* [DIRECTIONS FOR THIS TASK]:
Your answer should be the line containing "Target: large water drop on leaf" and every line after it to the end of the records below, word for word.

* [SUPPLIED DATA]:

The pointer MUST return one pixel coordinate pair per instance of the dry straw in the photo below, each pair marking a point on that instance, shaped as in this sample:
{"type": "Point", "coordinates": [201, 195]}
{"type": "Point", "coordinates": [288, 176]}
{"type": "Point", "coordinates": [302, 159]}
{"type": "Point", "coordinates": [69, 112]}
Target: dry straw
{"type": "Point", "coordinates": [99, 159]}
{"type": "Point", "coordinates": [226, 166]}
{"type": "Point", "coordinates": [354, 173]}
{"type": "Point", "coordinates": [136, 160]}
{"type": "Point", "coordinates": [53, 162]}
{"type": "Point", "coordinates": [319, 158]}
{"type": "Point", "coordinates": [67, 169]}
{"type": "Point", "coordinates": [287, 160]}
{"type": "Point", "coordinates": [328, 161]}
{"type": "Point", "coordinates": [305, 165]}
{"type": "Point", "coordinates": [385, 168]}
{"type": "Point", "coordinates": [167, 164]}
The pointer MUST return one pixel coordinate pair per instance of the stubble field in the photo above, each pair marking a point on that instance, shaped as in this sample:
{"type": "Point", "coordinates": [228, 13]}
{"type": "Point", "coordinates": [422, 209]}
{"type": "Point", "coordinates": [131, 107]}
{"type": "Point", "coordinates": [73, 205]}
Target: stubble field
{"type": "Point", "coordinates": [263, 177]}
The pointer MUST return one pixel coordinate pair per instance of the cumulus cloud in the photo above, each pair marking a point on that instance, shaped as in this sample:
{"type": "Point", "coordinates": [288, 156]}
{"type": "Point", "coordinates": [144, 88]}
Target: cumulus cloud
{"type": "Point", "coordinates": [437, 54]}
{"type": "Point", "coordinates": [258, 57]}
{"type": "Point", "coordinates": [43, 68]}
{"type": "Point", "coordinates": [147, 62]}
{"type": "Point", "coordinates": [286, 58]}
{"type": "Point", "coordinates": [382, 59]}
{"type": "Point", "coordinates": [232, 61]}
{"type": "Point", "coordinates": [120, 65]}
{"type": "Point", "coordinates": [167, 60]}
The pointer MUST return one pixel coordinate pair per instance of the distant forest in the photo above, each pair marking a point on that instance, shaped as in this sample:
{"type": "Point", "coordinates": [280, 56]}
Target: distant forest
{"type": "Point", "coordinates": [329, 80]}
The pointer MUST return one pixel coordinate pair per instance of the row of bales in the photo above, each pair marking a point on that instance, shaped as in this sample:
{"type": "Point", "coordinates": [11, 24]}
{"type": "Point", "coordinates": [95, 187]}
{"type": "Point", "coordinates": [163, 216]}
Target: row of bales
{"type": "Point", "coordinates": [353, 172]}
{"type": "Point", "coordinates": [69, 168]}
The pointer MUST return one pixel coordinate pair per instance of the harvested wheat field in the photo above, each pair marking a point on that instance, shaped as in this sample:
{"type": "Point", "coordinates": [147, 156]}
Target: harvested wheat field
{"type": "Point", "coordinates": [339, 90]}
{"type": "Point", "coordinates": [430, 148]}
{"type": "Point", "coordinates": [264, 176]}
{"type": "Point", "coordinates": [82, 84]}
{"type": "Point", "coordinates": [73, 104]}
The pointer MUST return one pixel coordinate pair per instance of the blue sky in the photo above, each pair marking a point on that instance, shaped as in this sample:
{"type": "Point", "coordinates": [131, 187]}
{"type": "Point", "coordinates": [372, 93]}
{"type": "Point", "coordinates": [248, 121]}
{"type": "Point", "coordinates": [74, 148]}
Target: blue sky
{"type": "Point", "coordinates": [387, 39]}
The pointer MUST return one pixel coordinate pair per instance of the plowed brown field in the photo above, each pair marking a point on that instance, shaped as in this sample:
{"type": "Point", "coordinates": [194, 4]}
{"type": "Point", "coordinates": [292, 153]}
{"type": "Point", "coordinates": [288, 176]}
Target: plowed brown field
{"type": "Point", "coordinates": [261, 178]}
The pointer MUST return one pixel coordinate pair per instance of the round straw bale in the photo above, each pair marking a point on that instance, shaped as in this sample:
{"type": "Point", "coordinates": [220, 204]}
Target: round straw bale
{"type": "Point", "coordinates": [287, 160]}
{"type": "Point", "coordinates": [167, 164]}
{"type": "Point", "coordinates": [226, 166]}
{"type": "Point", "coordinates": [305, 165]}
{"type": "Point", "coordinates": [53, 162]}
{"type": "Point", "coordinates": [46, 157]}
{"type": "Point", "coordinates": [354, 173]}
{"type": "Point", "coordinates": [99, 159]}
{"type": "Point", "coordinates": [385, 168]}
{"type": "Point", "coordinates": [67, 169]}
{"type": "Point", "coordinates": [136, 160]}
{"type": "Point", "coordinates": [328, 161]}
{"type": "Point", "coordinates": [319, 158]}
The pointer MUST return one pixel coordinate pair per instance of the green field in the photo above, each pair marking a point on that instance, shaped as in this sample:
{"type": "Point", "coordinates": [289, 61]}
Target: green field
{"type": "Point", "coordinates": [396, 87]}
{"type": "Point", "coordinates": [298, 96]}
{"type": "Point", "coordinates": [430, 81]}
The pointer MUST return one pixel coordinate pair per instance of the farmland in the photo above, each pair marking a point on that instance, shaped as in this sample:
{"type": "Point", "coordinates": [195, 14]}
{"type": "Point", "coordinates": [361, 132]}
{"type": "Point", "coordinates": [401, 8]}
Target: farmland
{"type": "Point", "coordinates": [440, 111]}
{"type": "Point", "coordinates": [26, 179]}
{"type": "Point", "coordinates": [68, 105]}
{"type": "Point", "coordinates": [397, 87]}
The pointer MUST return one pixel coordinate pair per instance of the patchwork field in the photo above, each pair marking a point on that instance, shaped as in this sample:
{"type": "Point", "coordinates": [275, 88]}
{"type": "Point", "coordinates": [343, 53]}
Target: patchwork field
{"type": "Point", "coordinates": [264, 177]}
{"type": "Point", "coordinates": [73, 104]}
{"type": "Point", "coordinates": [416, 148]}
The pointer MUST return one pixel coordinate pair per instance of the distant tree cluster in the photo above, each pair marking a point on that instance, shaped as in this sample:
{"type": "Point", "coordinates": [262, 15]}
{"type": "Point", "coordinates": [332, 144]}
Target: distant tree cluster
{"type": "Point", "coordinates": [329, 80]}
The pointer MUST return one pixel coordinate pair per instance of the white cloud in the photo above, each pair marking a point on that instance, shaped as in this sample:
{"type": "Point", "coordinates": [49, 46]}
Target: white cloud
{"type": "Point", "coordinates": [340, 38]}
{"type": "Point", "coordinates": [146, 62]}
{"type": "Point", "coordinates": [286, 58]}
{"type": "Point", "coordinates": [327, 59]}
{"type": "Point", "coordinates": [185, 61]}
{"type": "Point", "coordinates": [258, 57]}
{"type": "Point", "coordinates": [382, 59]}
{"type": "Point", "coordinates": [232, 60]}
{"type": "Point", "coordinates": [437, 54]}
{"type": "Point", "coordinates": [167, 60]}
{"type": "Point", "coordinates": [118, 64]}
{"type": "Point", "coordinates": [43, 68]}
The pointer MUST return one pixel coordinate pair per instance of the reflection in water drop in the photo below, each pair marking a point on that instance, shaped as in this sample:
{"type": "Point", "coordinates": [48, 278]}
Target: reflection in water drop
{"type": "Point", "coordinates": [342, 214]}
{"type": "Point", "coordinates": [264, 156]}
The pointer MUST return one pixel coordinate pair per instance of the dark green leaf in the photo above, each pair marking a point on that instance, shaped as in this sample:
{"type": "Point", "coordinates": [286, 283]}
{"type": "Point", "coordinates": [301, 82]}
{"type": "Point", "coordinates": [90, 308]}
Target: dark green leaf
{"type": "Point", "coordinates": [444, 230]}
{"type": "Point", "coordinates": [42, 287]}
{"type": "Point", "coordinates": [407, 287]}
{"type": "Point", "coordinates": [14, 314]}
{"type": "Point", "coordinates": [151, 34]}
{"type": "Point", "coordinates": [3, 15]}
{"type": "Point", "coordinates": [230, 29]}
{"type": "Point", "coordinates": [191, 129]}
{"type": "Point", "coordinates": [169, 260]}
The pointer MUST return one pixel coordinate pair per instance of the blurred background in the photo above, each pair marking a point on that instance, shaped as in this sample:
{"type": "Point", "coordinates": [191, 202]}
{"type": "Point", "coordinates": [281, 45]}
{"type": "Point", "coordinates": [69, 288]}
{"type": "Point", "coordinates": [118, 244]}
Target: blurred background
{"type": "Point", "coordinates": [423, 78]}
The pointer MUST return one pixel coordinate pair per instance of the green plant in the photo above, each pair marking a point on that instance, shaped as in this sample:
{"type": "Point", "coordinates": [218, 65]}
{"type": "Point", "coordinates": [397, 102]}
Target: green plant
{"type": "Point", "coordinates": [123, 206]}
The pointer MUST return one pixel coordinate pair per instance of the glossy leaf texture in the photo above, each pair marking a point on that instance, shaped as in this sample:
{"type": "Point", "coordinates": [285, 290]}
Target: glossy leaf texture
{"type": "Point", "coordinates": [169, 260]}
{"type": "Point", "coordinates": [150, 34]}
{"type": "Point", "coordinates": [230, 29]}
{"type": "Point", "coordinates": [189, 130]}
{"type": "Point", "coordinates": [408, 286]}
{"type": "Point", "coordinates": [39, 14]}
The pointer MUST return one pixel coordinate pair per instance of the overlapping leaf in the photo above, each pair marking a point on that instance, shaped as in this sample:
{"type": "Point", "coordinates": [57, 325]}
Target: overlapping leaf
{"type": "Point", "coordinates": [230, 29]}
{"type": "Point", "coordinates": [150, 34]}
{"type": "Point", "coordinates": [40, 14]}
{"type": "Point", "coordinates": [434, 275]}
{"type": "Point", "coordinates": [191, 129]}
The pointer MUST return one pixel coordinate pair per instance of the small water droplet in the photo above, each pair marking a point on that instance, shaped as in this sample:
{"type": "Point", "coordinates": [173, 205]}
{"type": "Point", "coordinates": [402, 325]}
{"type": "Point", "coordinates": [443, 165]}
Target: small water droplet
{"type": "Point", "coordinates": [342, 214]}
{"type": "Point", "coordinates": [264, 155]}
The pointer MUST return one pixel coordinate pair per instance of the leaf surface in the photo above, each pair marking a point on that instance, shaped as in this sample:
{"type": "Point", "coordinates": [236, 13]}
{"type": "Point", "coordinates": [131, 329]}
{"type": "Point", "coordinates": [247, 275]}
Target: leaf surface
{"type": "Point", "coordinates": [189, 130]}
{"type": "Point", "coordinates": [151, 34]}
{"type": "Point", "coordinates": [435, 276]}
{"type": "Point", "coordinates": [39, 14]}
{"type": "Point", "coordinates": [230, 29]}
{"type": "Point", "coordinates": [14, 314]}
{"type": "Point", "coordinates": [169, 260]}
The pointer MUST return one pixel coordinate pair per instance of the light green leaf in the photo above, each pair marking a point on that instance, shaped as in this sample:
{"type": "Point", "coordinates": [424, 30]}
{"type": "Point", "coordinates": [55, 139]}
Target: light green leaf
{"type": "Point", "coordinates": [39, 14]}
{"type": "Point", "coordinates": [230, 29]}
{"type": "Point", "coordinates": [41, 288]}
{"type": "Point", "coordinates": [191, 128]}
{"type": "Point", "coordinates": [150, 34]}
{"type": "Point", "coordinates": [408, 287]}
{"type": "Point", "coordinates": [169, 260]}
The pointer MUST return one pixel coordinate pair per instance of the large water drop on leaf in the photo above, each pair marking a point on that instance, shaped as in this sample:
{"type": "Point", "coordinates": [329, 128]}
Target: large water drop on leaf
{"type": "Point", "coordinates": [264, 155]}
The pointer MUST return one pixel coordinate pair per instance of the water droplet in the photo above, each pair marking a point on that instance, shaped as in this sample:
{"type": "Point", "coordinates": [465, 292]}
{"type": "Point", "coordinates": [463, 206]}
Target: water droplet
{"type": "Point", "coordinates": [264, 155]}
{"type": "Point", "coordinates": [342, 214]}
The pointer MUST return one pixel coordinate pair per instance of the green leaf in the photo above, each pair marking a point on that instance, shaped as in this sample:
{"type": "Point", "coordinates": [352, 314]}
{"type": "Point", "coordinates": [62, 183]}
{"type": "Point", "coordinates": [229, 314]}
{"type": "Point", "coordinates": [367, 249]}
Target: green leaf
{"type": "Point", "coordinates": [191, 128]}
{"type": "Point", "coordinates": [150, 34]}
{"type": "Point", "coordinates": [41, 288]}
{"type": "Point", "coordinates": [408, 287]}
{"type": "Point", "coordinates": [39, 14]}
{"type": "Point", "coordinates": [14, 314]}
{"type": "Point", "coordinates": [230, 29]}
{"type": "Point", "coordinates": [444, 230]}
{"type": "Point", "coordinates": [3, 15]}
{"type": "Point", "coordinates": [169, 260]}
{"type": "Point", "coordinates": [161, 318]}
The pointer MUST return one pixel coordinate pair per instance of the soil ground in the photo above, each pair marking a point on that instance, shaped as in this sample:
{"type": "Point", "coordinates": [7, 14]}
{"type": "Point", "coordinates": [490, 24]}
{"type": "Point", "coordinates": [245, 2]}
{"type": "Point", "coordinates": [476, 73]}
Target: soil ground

* [COMPLETED TASK]:
Target: large water drop on leaf
{"type": "Point", "coordinates": [264, 155]}
The pointer MUST return one pixel coordinate pair per instance of the water droplet in the photo above, each pair marking a point on that instance, shaped as in this sample:
{"type": "Point", "coordinates": [465, 292]}
{"type": "Point", "coordinates": [463, 206]}
Target: water droplet
{"type": "Point", "coordinates": [264, 155]}
{"type": "Point", "coordinates": [342, 214]}
The pointer MUST return one pixel coordinate pair per instance of the green leaf in the photo above, each pair marking a point on that instance, shaped as in this sample:
{"type": "Point", "coordinates": [352, 314]}
{"type": "Point", "coordinates": [62, 183]}
{"type": "Point", "coordinates": [229, 314]}
{"type": "Point", "coordinates": [367, 249]}
Target: green leaf
{"type": "Point", "coordinates": [191, 128]}
{"type": "Point", "coordinates": [150, 34]}
{"type": "Point", "coordinates": [41, 288]}
{"type": "Point", "coordinates": [408, 287]}
{"type": "Point", "coordinates": [39, 14]}
{"type": "Point", "coordinates": [14, 314]}
{"type": "Point", "coordinates": [230, 29]}
{"type": "Point", "coordinates": [444, 230]}
{"type": "Point", "coordinates": [3, 15]}
{"type": "Point", "coordinates": [169, 260]}
{"type": "Point", "coordinates": [161, 318]}
The pointer MUST return one pixel coordinate pair per instance of the soil ground in the photo above, each pair marking a point on that instance, shaped as in this sample:
{"type": "Point", "coordinates": [7, 14]}
{"type": "Point", "coordinates": [490, 24]}
{"type": "Point", "coordinates": [245, 2]}
{"type": "Point", "coordinates": [476, 73]}
Target: soil ground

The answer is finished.